§ **Tasks for this exercise**
1. From the afmpeg design spec below, write out the passage that begins at the words "Date: 2026-06-26 (§10" and stops after the words "single static binary.".
2. According to the afmpeg design spec below, which runtime executes the embedded FFmpeg WebAssembly module?

§ **Document section**
+ + + + + + +

0001 — afmpeg: pure-Go FFmpeg on a virtual filesystem¶
Status: APPROVED / INTENT (scaffold — the build has not started. This is the design
+ requirements. The §10 decisions were resolved on 2026-06-26 (see §10) and the work is
decomposed into component specs 0002–0006; those are implemented test-first, each citing
this spec. This remains the source-of-truth thesis.)
Date: 2026-06-26 (§10 resolved 2026-06-26)
Provenance: extracted from the keryx ffmpeg-render-binding spike
(keryx/docs/development/spikes/ffmpeg-render-binding.md), which found no existing
option delivered "in-memory + pure-Go + the filters/codecs we need".
1. What & why¶
afmpeg is a pure-Go FFmpeg binding whose I/O runs on an afero.Fs — including a
fully in-memory filesystem — with no CGO, no host FFmpeg install, and no temp files.
FFmpeg is embedded as a WebAssembly (WASI) module and executed via wazero (a
zero-dependency, pure-Go WASM runtime). Its filesystem syscalls are bridged to an
afero.Fs, so a caller can hand afmpeg in-memory inputs and read in-memory outputs —
the whole pipeline staying in RAM and cross-compiling to a single static binary.

+ + + + + + +

§ **Records shown**

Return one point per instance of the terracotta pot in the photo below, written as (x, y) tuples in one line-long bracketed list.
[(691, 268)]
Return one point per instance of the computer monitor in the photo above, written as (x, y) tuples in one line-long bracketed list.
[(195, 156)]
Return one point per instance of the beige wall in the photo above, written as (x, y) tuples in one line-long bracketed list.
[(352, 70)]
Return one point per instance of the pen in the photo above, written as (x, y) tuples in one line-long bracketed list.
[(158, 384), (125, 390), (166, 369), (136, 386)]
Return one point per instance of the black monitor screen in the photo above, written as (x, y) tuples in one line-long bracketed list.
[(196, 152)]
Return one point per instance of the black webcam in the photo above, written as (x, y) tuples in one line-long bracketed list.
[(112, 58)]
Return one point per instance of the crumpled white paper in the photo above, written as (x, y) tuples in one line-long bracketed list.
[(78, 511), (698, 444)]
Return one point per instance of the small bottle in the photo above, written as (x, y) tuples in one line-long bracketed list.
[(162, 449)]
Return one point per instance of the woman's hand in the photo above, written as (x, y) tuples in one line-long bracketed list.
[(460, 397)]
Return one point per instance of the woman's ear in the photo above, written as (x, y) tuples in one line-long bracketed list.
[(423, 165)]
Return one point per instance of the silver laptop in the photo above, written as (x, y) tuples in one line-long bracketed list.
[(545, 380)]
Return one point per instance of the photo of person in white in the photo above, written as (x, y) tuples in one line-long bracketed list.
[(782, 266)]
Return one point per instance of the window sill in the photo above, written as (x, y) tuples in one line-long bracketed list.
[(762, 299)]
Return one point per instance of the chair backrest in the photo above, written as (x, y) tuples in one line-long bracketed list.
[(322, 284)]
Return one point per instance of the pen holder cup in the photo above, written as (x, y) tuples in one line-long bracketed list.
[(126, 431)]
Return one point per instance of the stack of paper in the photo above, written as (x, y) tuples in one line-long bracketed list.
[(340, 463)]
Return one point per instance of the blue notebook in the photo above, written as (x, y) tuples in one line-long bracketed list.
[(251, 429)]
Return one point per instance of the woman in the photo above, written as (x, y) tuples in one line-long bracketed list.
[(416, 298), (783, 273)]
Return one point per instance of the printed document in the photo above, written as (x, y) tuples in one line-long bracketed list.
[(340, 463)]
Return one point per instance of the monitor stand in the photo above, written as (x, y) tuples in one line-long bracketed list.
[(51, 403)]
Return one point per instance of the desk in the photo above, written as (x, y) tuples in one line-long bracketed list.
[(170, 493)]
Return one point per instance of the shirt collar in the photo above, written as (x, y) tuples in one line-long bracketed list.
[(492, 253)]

+ + + + + + +

§ **The answers**
1.
Date: 2026-06-26 (§10 resolved 2026-06-26)
Provenance: extracted from the keryx ffmpeg-render-binding spike
(keryx/docs/development/spikes/ffmpeg-render-binding.md), which found no existing
option delivered "in-memory + pure-Go + the filters/codecs we need".
1. What & why¶
afmpeg is a pure-Go FFmpeg binding whose I/O runs on an afero.Fs — including a
fully in-memory filesystem — with no CGO, no host FFmpeg install, and no temp files.
FFmpeg is embedded as a WebAssembly (WASI) module and executed via wazero (a
zero-dependency, pure-Go WASM runtime). Its filesystem syscalls are bridged to an
afero.Fs, so a caller can hand afmpeg in-memory inputs and read in-memory outputs —
the whole pipeline staying in RAM and cross-compiling to a single static binary.

2. wazero, a zero-dependency, pure-Go WASM runtime.